- _TASK TO CARRY OUT_
Exactly as they appear, output all of the entries.

Object position labeling entries
___

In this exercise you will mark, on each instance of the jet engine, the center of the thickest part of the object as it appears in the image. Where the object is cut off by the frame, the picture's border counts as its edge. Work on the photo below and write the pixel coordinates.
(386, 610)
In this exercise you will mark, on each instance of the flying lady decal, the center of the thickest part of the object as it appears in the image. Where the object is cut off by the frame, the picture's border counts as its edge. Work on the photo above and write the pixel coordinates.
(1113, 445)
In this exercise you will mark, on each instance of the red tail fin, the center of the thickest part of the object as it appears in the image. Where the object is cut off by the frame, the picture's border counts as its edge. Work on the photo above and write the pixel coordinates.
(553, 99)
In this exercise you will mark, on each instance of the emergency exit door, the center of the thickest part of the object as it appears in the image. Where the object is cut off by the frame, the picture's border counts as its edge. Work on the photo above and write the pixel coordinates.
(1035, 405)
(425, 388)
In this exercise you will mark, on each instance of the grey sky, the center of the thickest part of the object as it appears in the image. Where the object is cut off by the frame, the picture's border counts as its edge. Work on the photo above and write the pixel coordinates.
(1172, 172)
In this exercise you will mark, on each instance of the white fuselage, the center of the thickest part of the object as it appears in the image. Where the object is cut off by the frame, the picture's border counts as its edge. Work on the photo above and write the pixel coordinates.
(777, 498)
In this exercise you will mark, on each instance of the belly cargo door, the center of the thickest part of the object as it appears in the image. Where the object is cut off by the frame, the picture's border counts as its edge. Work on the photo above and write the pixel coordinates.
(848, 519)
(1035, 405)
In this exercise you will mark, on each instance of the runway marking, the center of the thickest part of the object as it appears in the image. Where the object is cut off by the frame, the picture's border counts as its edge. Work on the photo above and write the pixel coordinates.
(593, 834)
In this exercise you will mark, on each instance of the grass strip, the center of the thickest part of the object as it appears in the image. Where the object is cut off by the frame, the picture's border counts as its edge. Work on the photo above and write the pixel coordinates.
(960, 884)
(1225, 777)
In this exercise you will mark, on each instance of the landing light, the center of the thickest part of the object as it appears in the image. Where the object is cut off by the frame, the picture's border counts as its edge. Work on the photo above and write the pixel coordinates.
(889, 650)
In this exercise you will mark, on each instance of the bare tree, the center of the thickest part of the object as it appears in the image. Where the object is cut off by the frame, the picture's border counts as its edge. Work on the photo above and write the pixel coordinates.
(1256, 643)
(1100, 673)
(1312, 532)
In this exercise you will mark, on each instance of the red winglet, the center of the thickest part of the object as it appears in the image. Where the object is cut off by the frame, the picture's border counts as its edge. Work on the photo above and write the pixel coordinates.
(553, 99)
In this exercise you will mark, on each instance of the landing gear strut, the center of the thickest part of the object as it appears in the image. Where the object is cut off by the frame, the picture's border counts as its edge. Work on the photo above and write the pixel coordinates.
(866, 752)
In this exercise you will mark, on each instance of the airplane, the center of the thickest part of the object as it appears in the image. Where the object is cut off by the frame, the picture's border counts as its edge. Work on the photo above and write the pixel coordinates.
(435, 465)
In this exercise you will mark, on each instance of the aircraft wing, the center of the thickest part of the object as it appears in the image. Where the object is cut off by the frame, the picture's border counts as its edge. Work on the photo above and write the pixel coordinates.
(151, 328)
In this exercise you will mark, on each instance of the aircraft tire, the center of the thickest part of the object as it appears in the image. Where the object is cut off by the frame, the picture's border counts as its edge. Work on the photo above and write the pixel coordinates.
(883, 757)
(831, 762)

___

- _RESULT_
In this exercise you will mark, on each instance of the jet engine, the center of the thickest part of the object as it appears in the image. Where the object is cut off by the frame, the picture's border counts as its edge. Work on the photo below and write the pixel coordinates.
(386, 610)
In this exercise you will mark, on each instance of the flying lady decal, the center of the thickest part of the object as it appears in the image. Where the object is cut off by the frame, the picture's border counts as its edge. Work on the photo above and write the pixel coordinates.
(1113, 445)
In this exercise you will mark, on each instance of the red tail fin, the center of the thickest part of the object as it appears in the image. Where the object is cut off by the frame, the picture's border counts as its edge. Work on the photo above and write the pixel coordinates.
(553, 99)
In this exercise you will mark, on each instance of the emergency exit door, the center of the thickest part of the object as it appears in the image. Where the object is cut off by the frame, the picture's border counts as its edge. Work on the photo above and write the pixel coordinates.
(1035, 405)
(425, 388)
In this exercise you will mark, on each instance of the grey sky, the center of the thickest part of the object as it appears in the image. Where the object is cut off by the frame, the picture's border counts as its edge. Work on the photo above and write the pixel coordinates.
(1172, 172)
In this exercise you will mark, on each instance of the white fuselage, the center of the thickest part of the object as it appears in the image. Where the object is cut off by the frame, the picture's border counts as its edge. Work on the photo above and write the pixel coordinates.
(777, 498)
In this exercise you will mark, on each instance of the belly cargo door, the center of the thickest part of the object as it appears in the image. Where the object is cut off by the frame, the picture's border counts as its edge. Work on the photo above and write the pixel coordinates.
(848, 519)
(1035, 405)
In this exercise you will mark, on each instance of the runway marking, the center of the thickest part of the object as it appears in the image. Where the object is cut off by the frame, the picture's border counts as its edge. Work on the photo above and write the pixel coordinates.
(593, 834)
In this exercise you will mark, on each instance of the grass strip, the center of the thickest part of the object as it appears in the image. Where the object is cut off by the frame, the picture's border counts as its edge. Work on the photo above and write the pixel coordinates.
(960, 884)
(1225, 777)
In this exercise you will mark, on each instance of the landing light, the center of the thickest part of the object as it appears in the image. Where the object is cut off by the frame, the picture's border counts as its edge. Work on the photo above and write the pixel coordinates.
(889, 650)
In this exercise you will mark, on each instance of the bare tree, the center of the thickest part of the object as it appears in the image. Where the object is cut off by the frame, the picture's border counts as its edge. Work on the photo above and write the pixel coordinates.
(1256, 643)
(1100, 673)
(1312, 532)
In this exercise you will mark, on each instance of the red winglet, the center of the thickest part of the object as it appears in the image. Where the object is cut off by the frame, the picture's border counts as its edge. Work on the photo above and write the pixel coordinates.
(553, 99)
In this exercise you will mark, on each instance of the landing gear strut, the center of the thickest part of the object as it appears in the image. Where the object is cut off by the frame, the picture's border counts as its edge. Work on the photo above and write the pixel coordinates.
(866, 752)
In this exercise you will mark, on each instance of the airplane, the center of the thickest part of the object as it appears in the image. Where the object is cut off by the frame, the picture's border counts as its edge. Work on the photo above and write the pixel coordinates.
(435, 465)
In this exercise you will mark, on each instance of the aircraft wing, the center of the thickest part of the object as it appears in the image. Where the object is cut off by the frame, the picture's border counts as its edge. Work on the photo above and write the pixel coordinates.
(151, 328)
In this exercise you will mark, on each instance of the aircraft tire, the center of the thickest part of the object as it appears in the image. Where the object is cut off by the frame, the picture's border counts as its edge. Work on the photo above and write the pixel coordinates.
(883, 757)
(831, 762)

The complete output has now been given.